**Work item:** Copy out every line of the records in which "outline" can be found.

**Dataset entries:**
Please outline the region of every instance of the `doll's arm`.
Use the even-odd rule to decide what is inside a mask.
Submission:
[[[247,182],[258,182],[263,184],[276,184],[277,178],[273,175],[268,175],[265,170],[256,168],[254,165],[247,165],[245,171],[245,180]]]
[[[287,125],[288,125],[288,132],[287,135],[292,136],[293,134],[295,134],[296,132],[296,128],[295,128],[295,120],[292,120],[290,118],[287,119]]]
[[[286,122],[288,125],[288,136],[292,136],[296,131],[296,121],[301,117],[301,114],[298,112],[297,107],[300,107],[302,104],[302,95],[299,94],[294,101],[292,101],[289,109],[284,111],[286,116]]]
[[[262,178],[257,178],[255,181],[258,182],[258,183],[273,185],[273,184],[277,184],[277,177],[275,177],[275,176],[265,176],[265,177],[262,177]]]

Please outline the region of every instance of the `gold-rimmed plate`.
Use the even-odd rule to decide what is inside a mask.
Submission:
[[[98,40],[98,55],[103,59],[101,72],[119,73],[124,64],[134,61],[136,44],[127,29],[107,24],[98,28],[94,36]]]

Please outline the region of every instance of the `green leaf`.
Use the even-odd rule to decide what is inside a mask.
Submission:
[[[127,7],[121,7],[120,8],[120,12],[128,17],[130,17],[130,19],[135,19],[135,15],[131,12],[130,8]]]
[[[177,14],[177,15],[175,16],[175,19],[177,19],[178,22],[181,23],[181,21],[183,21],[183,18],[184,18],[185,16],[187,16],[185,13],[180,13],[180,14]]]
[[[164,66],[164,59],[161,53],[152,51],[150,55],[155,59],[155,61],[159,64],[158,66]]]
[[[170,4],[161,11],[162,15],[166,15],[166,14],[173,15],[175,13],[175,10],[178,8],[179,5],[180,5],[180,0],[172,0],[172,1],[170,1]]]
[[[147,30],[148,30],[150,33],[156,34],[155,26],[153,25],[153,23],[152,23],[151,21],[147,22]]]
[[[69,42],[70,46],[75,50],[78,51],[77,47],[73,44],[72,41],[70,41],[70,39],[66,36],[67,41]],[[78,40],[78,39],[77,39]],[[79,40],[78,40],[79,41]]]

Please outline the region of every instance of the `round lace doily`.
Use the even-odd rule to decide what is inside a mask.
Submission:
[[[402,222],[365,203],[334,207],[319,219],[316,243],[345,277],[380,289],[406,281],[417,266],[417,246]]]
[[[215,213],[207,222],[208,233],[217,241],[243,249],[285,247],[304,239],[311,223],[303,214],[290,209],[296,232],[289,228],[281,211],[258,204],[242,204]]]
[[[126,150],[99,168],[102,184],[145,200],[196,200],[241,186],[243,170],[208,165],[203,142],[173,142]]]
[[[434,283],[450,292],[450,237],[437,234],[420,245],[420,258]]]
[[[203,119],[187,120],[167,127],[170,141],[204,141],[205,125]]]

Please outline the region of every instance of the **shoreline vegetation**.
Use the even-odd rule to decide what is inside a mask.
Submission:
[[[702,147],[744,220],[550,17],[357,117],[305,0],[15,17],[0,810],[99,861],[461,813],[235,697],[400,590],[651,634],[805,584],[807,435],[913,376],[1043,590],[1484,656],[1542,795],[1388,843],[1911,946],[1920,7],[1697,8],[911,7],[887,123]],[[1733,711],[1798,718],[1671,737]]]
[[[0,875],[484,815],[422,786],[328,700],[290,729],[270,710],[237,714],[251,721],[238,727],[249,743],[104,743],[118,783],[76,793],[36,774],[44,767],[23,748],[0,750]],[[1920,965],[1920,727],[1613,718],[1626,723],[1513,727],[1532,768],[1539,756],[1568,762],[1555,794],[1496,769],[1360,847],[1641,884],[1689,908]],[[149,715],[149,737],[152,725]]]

**The completed task:**
Please outline the region of every instance of the `doll's arm`.
Please outline the region of every instance of the `gold-rimmed plate`.
Please outline the region of every instance of the `green leaf`.
Please outline the region of every instance of the `round lace doily`.
Please outline the region of every instance of the **shoreline vegetation**.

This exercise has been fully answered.